* _Exercise aim_
The expected response is a copy of every line in the entries below that includes the word "inside".

--- Data section Enclosed Below ---

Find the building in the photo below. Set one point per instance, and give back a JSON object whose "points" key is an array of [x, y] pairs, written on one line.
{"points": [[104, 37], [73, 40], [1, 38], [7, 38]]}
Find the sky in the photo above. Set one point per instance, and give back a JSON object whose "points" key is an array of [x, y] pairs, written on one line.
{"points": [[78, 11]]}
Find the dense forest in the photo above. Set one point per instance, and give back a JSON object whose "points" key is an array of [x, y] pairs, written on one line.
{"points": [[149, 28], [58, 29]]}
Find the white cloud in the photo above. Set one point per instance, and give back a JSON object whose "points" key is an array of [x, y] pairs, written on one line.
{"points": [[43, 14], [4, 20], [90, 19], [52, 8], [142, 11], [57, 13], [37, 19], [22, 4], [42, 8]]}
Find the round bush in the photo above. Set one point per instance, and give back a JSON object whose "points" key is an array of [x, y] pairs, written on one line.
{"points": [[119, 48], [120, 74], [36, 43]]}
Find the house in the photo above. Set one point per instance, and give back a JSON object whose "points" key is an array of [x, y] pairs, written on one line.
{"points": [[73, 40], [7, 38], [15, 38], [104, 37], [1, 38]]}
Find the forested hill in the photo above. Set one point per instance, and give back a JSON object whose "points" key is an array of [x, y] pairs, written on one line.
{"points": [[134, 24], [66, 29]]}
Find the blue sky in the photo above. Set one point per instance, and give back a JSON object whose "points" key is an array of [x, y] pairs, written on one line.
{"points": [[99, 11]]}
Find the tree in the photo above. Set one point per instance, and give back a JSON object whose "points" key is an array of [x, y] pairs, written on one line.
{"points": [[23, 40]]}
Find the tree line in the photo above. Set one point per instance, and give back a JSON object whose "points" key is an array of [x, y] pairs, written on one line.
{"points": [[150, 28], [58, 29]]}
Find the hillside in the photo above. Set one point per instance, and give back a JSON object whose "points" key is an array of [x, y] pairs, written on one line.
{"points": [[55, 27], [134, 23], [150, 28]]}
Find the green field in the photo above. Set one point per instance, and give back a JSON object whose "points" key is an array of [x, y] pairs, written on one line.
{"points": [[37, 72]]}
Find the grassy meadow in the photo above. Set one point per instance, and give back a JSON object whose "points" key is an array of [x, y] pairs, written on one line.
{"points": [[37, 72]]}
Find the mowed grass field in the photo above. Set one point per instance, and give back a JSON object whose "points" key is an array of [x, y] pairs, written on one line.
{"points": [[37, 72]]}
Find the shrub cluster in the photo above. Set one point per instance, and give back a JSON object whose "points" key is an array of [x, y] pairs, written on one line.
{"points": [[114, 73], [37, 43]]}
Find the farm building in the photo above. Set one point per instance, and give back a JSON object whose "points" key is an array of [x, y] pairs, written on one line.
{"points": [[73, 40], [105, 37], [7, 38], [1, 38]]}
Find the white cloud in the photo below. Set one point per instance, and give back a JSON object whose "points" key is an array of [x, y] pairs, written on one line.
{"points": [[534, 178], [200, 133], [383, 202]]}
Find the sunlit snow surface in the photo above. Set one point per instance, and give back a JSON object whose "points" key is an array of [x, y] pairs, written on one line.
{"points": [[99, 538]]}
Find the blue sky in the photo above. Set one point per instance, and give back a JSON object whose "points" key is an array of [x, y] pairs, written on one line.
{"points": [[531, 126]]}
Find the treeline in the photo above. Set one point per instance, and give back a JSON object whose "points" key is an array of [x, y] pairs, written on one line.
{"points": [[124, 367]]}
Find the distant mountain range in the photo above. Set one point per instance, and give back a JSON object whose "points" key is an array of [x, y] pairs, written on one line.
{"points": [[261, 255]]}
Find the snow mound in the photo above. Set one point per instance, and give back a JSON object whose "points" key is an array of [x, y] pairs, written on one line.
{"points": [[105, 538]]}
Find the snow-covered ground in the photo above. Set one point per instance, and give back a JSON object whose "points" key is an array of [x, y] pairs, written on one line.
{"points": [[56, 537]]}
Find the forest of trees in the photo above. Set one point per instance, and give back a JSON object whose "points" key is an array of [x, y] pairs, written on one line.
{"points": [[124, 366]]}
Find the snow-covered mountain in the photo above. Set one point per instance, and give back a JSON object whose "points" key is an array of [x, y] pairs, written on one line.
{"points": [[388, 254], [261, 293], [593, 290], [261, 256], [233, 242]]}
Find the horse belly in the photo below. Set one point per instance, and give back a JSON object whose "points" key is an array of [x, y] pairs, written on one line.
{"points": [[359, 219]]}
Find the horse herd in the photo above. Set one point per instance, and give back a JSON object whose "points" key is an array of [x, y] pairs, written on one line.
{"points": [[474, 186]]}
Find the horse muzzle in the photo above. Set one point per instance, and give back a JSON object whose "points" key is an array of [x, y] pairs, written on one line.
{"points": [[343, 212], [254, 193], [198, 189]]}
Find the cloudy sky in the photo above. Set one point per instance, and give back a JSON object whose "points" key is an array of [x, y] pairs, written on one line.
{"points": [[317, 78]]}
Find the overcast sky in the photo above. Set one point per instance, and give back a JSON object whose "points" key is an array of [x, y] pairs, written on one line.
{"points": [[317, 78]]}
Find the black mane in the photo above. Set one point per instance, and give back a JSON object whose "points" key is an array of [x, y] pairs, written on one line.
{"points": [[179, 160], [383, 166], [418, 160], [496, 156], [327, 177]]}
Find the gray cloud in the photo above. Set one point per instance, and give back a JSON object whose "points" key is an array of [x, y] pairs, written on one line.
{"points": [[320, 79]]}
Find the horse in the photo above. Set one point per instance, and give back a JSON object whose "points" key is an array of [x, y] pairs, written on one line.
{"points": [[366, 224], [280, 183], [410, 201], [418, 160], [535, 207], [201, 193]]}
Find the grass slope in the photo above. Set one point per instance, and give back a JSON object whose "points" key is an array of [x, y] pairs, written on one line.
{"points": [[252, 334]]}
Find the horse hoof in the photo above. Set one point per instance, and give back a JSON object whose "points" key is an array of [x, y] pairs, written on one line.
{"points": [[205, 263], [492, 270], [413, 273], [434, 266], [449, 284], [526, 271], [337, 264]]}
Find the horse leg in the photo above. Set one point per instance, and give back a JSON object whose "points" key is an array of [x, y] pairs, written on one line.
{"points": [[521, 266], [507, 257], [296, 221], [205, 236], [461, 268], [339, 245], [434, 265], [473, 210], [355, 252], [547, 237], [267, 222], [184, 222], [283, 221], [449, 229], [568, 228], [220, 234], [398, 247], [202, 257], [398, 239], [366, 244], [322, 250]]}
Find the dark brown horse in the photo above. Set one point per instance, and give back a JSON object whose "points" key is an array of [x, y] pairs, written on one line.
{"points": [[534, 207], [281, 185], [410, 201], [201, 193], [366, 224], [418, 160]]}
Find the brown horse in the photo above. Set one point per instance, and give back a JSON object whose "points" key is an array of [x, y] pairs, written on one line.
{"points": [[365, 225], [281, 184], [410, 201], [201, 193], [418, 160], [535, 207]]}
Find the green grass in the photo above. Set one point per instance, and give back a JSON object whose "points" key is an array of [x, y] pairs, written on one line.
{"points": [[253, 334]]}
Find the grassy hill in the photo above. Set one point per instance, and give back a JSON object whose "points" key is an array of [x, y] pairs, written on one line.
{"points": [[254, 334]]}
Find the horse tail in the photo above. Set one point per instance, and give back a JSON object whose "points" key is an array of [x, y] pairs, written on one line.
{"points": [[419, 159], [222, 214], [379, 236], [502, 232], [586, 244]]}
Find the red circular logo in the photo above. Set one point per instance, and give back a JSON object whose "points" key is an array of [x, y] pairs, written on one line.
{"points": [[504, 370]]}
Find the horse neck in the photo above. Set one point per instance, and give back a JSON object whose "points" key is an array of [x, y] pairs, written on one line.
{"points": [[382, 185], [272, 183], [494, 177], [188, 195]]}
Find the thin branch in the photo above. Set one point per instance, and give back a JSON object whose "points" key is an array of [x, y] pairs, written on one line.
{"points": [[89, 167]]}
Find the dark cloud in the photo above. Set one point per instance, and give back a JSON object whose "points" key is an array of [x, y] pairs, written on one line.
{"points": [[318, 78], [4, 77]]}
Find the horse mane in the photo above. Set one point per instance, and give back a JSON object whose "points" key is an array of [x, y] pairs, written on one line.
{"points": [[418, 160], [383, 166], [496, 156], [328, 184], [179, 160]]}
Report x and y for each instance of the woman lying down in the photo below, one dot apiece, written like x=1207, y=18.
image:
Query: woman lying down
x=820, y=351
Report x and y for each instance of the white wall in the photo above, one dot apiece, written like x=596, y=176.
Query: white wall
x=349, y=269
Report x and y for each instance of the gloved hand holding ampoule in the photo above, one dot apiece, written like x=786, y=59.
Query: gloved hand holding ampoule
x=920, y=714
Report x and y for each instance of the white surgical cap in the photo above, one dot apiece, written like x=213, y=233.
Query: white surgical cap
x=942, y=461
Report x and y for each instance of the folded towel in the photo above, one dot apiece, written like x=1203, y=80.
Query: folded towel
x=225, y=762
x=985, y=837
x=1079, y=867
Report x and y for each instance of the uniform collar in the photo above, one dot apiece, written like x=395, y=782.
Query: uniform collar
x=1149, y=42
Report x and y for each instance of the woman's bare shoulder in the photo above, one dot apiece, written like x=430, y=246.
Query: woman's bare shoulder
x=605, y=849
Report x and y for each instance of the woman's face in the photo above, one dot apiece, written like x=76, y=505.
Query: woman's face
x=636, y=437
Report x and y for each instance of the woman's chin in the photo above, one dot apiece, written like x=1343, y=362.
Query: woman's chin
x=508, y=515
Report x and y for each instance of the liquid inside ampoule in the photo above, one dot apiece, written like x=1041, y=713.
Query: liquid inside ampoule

--- End of Enclosed Data section ---

* _Solution for this exercise_
Report x and y for each instance of the liquid inside ampoule in the photo above, one dot apiece, written like x=1041, y=713.
Query: liquid inside ampoule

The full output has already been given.